## EXERCISE REQUIREMENTS
Only the pictures are left out: repeat the rest of the entries exactly.

## Excerpts of location labeling data
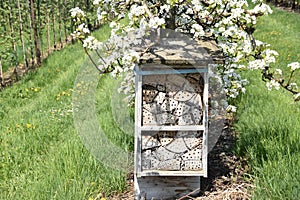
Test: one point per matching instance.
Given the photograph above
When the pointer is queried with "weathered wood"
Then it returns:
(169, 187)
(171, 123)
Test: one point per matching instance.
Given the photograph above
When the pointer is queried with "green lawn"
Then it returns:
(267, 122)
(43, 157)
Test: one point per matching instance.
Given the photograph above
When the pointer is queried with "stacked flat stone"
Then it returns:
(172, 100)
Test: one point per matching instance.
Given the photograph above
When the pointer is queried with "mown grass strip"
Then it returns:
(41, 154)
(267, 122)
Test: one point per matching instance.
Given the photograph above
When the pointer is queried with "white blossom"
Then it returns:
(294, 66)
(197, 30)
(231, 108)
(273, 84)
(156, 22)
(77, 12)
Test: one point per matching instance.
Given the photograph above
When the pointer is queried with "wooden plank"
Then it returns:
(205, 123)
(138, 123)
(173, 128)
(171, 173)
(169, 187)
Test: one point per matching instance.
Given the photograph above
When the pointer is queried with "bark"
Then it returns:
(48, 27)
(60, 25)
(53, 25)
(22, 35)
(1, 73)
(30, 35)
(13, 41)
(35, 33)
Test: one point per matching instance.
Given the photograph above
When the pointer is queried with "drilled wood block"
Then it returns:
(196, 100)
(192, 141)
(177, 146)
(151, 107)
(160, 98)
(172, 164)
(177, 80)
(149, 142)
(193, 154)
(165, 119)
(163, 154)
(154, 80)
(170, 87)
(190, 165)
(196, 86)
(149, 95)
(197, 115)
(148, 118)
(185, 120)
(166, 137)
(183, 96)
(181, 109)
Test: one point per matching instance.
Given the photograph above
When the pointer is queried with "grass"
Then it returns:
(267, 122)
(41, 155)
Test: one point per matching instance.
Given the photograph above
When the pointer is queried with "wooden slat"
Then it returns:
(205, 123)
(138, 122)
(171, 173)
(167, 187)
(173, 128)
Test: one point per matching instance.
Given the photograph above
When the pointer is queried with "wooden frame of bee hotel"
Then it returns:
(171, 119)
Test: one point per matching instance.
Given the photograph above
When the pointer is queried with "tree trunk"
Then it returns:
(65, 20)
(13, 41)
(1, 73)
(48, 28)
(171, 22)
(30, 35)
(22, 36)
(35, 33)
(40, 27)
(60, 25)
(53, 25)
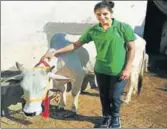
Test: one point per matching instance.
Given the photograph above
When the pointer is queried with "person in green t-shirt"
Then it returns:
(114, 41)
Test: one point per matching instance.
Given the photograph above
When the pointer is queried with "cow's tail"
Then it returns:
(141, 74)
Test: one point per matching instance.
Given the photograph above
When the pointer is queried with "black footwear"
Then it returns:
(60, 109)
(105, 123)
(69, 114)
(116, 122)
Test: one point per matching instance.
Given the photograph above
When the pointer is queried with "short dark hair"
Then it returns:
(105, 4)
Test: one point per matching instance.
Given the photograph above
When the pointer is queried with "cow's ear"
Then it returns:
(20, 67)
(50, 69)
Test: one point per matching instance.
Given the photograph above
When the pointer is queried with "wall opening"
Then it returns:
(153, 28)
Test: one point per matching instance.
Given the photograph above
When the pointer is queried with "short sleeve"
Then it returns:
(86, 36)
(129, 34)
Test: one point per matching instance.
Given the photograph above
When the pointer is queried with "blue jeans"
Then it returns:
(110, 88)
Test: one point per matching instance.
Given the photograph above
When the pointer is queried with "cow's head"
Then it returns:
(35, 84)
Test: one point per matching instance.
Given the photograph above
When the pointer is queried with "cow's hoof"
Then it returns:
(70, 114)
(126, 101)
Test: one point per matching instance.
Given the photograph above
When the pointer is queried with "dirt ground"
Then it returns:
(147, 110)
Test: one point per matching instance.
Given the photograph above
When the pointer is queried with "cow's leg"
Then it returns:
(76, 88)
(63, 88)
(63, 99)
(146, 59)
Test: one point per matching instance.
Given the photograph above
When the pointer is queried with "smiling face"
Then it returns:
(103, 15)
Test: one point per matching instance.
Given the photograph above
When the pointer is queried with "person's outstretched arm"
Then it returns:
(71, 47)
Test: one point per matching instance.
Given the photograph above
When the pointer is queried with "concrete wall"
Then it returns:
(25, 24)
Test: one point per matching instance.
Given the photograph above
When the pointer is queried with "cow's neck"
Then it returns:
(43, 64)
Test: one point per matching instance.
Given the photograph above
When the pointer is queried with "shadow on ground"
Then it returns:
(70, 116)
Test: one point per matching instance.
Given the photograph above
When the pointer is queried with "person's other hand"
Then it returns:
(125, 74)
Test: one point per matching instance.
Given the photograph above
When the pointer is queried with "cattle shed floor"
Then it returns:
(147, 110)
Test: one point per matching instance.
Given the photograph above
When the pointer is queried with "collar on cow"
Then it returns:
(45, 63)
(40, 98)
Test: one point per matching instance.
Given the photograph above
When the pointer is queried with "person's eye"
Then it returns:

## EXERCISE SOLUTION
Test: one point per matching instance.
Given the photograph above
When the pointer is queried with "weathered wood"
Then it returns:
(169, 187)
(171, 123)
Test: one point per matching instance.
Given the photograph above
When the pointer is queried with "green lawn"
Then it returns:
(267, 122)
(43, 157)
Test: one point per matching instance.
Given the photograph above
When the pointer is queried with "stacked flat stone"
Then it returns:
(172, 100)
Test: one point per matching instance.
Given the photograph above
When the pointer is queried with "mown grass strip"
Then it returns:
(41, 154)
(267, 122)
Test: one point per matching instance.
Given the photograph above
When the pointer is queried with "white blossom"
Then it returns:
(294, 66)
(197, 30)
(231, 108)
(273, 84)
(156, 22)
(77, 12)
Test: one point per matching instance.
Given the photograph above
When the pointer is queried with "wooden plank"
Then it returns:
(205, 123)
(138, 123)
(173, 128)
(171, 173)
(169, 187)
Test: one point per matching instance.
Given the photograph above
When the pointer is queried with "bark"
Then it returns:
(48, 27)
(60, 25)
(53, 25)
(22, 35)
(1, 73)
(30, 35)
(13, 41)
(35, 33)
Test: one point per matching instance.
Given the photograph above
When the pointer is queried with "drilled wood block"
Then it returns:
(196, 100)
(192, 141)
(177, 146)
(151, 107)
(160, 98)
(172, 164)
(177, 80)
(149, 142)
(193, 154)
(165, 119)
(163, 154)
(154, 80)
(170, 87)
(190, 165)
(196, 86)
(149, 95)
(197, 115)
(148, 118)
(185, 120)
(166, 137)
(183, 96)
(181, 109)
Test: one point per matching instance.
Given the photograph above
When the pointer is queried with "grass"
Then it returns:
(267, 122)
(41, 155)
Test: one point per matching instance.
Given the photograph above
When the pointer is queried with "wooden slat"
Then it returns:
(205, 123)
(138, 122)
(171, 173)
(167, 187)
(173, 128)
Test: one point per matching instance.
Given the photograph above
When the pointer is queried with "wooden frame of bee hotel"
Then it returns:
(171, 119)
Test: one point per matching instance.
Given the photograph above
When the pointer is queried with "tree trunk"
Then it returns:
(65, 20)
(13, 41)
(1, 73)
(48, 28)
(171, 22)
(30, 35)
(22, 36)
(35, 33)
(40, 27)
(60, 25)
(53, 25)
Test: one point per matching instance.
Given the photograph above
When the pointer is queried with "person in green t-shirt"
Then it returns:
(114, 41)
Test: one point per matching instance.
Given the photograph above
When the pointer is queried with "cow's tail"
Then it returns:
(141, 74)
Test: one point per matching instance.
Given the photograph above
When the pointer is queried with "black footwear"
Then it returns:
(60, 109)
(105, 123)
(69, 114)
(116, 122)
Test: one point per matching instance.
Given the photograph above
When the pointer is queried with "short dark hair"
Then it returns:
(105, 4)
Test: one point per matching instance.
Given the photograph above
When the pointer is queried with "cow's ear"
Then it returns:
(20, 67)
(50, 69)
Test: one point per matching instance.
Given the photograph above
When the pointer is queried with "wall opening"
Then it returns:
(153, 28)
Test: one point per matching instance.
Given the photograph above
When the pointer is queried with "short sleeve"
Then it returns:
(86, 36)
(129, 34)
Test: one point per matching instance.
Given the photograph above
When the pointer is queried with "blue jeans"
Then it returns:
(110, 88)
Test: one point per matching instance.
Given the photograph above
When the pointer is queried with "cow's head"
Then it returns:
(35, 84)
Test: one point per matching instance.
Given the photograph above
When the pointer is queried with "cow's hoof"
Then it returns:
(70, 114)
(126, 101)
Test: one point per matching instance.
Given the photograph above
When the pointer is queried with "dirt ground"
Then it returns:
(147, 110)
Test: one point per matching instance.
Given the photograph above
When the pointer is queried with "cow's leg"
Then it returns:
(76, 88)
(63, 88)
(63, 99)
(146, 59)
Test: one point per matching instance.
Given the photograph above
When the pointer is queried with "smiling face"
Then it returns:
(103, 15)
Test: one point per matching instance.
Given the photograph above
When the pointer is queried with "person's outstretched arm"
Then it returns:
(71, 47)
Test: one point per matching instance.
Given the photograph above
When the pointer is queried with "concrete wall"
Then it returns:
(25, 24)
Test: one point per matching instance.
Given the photograph above
When the pointer is queried with "cow's neck"
Then it returns:
(43, 64)
Test: one point per matching instance.
Given the photograph above
When the pointer is queried with "shadow on ground"
Then it returns:
(70, 116)
Test: one point per matching instance.
Given the photograph above
When the pointer is queried with "person's other hand"
Then it returns:
(125, 74)
Test: one point per matching instance.
Given the photograph above
When the pointer is queried with "cattle shed floor"
Then it returns:
(147, 110)
Test: one point per matching instance.
Given the photograph above
When the pointer is queried with "collar on cow"
Then it returns:
(45, 63)
(40, 98)
Test: one point per matching instance.
Given the photograph above
When the pointer is queried with "person's eye"
Then it returns:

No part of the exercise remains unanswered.